| EXTRACTED TEXT |
The former chief executive of NHS Scotland has said the health service needs “radical surgery” in order to meet current and future challenges.
Paul Gray, who was the top civil servant for healthcare in Scotland between 2013 and 2018, said the NHS was always going to be overwhelmed and the coronavirus pandemic precipitated the situation.
In a blog post for the think tank Reform Scotland, he said a combination of demographic changes, funding and the availability of skills were all putting pressure on the NHS before the pandemic.
He said Scotland should learn from healthcare systems abroad which have less central control, such as those in the Netherlands, Sweden and Alaska.
Mr Gray said: “This is not 2019 and it is certainly not 1948.
“Previous models of care are increasingly lost in the mists of time and demographics and public expectation, and the more quickly we grasp that, the sooner we will deliver the reforms that are needed.
“The people currently delivering health and care services have responded brilliantly to the current challenges – we need to hear their voices and the voices of citizens in relation to the reforms that are needed as well.
“I hope that my blog helps to bring about a fresh conversation. I believe in a public health and care system, but we need a new collective version of what that is.”
He continued: “NHS Scotland requires radical surgery.

| PROBLEMS AND TASKS |
**1.** For each statement below, say whether it agrees with the article on NHS Scotland. Answer yes or no, and quote the words of the article that decide it.
(a) Paul Gray was the top civil servant for healthcare in Scotland from 2013 to 2018.
(b) Gray said Scotland should learn from healthcare systems abroad that have more central control.
(c) Gray's blog post was written for the think tank Reform Scotland.
**2.** Translate this sentence from the article on NHS Scotland into Spanish: "He said Scotland should learn from healthcare systems abroad which have less central control, such as those in the Netherlands, Sweden and Alaska."
**3.** Continue the article on NHS Scotland from the point where it stops.

(Pointing data for referring expressions)
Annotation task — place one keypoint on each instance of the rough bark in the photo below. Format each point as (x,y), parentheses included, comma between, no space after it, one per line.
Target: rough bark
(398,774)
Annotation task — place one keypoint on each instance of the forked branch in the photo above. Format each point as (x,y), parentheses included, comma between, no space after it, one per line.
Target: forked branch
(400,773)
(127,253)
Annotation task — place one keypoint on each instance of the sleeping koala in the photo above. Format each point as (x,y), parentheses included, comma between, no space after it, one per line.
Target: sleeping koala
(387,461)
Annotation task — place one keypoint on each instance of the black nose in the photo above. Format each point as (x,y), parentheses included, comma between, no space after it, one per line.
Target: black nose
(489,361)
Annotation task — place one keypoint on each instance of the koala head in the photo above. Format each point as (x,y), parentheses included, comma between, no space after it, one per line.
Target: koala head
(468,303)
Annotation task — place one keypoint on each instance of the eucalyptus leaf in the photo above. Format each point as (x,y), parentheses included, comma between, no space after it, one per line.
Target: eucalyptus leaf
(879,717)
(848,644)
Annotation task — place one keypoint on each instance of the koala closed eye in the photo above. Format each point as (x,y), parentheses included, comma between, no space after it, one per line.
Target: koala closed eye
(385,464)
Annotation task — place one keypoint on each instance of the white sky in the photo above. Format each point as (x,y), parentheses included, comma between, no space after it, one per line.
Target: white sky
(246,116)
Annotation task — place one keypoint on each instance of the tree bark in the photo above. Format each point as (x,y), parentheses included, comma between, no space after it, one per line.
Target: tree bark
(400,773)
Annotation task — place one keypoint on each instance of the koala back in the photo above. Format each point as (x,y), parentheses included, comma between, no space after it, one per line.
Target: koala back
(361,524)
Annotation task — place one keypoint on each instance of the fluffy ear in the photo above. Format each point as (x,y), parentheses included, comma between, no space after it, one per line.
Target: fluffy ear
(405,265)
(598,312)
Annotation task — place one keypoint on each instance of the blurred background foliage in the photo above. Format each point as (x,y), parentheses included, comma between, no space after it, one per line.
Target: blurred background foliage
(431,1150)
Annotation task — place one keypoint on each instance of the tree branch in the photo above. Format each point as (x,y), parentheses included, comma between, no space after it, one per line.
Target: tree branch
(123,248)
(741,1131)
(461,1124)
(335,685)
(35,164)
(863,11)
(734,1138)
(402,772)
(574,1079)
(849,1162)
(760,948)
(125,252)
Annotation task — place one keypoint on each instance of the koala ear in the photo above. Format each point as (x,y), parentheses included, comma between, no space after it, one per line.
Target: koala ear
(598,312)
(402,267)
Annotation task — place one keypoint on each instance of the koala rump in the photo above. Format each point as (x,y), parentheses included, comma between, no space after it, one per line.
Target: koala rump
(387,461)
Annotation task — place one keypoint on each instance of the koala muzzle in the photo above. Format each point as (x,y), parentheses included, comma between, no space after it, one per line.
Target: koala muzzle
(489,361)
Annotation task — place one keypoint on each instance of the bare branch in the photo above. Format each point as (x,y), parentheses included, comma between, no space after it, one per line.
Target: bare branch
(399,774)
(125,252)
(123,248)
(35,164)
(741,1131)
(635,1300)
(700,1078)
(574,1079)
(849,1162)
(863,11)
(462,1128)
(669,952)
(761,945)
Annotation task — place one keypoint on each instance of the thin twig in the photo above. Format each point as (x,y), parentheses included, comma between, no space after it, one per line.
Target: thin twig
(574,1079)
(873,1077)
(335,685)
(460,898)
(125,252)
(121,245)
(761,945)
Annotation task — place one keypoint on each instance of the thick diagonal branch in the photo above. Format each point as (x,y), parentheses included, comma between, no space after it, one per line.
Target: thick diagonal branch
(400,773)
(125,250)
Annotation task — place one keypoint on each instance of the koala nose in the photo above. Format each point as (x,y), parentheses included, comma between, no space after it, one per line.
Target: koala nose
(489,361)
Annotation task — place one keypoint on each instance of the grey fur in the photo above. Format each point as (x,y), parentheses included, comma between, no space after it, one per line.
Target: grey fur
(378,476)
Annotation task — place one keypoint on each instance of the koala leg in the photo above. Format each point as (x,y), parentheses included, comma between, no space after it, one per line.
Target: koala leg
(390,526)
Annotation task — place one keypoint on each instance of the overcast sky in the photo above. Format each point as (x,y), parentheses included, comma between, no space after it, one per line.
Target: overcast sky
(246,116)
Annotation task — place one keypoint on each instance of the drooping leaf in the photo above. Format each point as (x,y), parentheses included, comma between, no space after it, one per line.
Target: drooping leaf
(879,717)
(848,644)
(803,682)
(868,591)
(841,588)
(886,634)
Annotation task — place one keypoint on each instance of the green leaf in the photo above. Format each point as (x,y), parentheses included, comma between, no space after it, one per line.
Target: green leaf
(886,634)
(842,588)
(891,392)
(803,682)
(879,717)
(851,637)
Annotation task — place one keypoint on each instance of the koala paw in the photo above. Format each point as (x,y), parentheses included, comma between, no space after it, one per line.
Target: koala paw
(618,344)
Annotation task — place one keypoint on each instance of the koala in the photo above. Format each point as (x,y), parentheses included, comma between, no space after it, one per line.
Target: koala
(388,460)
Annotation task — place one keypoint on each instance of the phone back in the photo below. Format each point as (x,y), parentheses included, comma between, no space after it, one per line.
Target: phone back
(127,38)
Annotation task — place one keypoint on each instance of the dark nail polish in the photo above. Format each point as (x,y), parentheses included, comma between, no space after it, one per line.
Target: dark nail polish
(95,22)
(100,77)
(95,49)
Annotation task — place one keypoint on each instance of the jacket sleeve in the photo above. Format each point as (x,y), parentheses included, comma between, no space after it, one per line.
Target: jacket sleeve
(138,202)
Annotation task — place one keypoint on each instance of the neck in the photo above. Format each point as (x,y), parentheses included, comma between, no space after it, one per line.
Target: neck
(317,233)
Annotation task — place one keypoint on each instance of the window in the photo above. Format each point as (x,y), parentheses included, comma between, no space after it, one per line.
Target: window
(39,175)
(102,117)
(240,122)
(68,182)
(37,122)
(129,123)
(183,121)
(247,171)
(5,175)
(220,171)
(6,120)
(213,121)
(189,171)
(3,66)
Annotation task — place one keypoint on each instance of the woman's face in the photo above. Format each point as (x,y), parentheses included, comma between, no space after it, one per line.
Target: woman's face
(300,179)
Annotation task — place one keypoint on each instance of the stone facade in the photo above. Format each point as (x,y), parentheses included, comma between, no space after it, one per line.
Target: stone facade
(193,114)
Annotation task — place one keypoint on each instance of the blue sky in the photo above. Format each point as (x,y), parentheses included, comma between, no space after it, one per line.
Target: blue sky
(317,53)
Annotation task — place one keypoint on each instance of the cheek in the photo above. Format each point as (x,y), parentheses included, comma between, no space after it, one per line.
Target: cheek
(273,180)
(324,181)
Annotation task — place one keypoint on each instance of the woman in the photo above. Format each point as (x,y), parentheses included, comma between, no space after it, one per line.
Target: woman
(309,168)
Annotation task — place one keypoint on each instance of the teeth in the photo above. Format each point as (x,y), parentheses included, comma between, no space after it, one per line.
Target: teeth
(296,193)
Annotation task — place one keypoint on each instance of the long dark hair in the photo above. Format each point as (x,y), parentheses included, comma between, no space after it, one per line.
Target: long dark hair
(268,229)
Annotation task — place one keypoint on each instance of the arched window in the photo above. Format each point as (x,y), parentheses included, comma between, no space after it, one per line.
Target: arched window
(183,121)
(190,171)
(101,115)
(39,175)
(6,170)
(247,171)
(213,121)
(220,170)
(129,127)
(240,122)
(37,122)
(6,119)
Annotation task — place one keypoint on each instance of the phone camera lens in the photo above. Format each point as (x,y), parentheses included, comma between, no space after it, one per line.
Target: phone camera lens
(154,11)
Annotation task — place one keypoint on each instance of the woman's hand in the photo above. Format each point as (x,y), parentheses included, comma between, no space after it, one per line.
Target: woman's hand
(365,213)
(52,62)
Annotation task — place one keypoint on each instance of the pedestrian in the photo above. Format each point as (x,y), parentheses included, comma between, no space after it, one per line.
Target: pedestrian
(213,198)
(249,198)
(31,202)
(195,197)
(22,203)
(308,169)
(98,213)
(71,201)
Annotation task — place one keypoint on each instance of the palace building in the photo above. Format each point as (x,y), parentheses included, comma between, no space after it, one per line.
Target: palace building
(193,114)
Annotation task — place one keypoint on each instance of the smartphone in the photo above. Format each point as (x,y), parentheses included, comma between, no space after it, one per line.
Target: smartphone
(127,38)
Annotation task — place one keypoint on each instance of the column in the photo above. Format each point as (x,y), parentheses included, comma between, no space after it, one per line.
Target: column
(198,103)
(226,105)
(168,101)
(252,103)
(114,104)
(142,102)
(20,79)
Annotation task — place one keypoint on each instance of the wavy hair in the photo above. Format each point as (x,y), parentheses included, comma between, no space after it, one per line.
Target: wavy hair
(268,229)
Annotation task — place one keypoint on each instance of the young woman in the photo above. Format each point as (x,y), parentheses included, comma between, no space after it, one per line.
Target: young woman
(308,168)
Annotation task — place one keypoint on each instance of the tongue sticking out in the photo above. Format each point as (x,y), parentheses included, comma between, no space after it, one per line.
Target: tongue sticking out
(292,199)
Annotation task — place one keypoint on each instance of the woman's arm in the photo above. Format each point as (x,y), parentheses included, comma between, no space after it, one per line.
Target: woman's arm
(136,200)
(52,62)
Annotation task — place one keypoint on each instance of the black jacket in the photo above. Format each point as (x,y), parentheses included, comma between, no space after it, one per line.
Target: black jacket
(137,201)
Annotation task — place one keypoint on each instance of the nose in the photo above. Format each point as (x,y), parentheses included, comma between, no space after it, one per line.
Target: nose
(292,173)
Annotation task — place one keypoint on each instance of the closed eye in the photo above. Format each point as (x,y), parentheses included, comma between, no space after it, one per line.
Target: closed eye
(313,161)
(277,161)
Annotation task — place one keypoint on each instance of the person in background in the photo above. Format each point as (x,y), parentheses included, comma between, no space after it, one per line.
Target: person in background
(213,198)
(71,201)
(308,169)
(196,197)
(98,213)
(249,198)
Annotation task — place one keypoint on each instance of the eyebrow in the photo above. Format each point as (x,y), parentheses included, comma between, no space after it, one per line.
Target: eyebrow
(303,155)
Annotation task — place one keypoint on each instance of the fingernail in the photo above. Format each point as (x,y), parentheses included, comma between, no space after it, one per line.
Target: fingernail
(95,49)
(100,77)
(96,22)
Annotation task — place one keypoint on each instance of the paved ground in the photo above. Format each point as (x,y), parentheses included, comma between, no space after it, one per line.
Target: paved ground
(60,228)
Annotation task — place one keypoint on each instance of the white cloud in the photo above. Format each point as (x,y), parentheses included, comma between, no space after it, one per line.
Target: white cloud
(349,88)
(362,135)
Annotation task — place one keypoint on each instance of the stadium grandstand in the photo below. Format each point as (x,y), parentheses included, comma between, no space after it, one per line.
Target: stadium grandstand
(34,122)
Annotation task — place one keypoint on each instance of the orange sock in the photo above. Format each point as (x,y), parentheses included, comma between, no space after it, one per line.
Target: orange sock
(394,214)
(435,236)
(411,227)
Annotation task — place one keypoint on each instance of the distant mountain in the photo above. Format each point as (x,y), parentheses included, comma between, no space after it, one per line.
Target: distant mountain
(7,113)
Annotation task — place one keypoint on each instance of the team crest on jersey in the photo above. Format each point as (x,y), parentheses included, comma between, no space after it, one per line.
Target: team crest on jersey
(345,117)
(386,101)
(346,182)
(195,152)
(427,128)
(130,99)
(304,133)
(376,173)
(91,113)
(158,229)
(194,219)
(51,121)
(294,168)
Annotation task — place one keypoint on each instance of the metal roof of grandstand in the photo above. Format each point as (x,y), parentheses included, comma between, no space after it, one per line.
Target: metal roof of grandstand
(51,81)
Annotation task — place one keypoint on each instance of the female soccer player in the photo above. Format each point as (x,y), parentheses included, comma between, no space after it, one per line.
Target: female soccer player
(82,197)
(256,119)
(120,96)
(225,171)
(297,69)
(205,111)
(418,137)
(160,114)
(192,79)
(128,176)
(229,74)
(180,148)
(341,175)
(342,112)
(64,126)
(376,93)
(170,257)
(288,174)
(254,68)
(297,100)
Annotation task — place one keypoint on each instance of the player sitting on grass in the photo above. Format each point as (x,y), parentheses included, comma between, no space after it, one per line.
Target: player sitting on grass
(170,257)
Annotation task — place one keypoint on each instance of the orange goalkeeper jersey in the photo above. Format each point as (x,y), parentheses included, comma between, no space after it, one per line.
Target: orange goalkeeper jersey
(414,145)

| EXERCISE RESPONSES |
**1.**
(a) Yes: "who was the top civil servant for healthcare in Scotland between 2013 and 2018"
(b) No: "healthcare systems abroad which have less central control"
(c) Yes: "In a blog post for the think tank Reform Scotland"

**2.** Dijo que Escocia debería aprender de los sistemas sanitarios del extranjero que tienen menos control central, como los de los Países Bajos, Suecia y Alaska.

**3.**
“It is time for us to look to Sweden, the Netherlands, Alaska, and other international examples, to embrace local decision-making, to promote the contribution of the voluntary sector, to recognise where the private sector adds value, and to create a health and care service for the future, with access, quality, and sustainability at its core.”
Responding to Mr Gray’s comments, a spokesman for the Scottish Government said: “The pandemic has been the most significant challenge the NHS has ever faced in its 73-year history.
“We know that the pandemic is not over, and that Covid-19 and other pressures will continue to impact the NHS for some time.
“Our NHS Recovery Plan sets out commitments over the next five years, backed by over £1bn of funding, to support an increase in inpatient, daycase, and outpatient activity to address backlogs, which will be supported by the implementation of sustainable improvements and new models of care.
“This includes our commitment to deliver a National Care Service by the end of this parliament in order to help improve the provision and consistency of care services across Scotland.”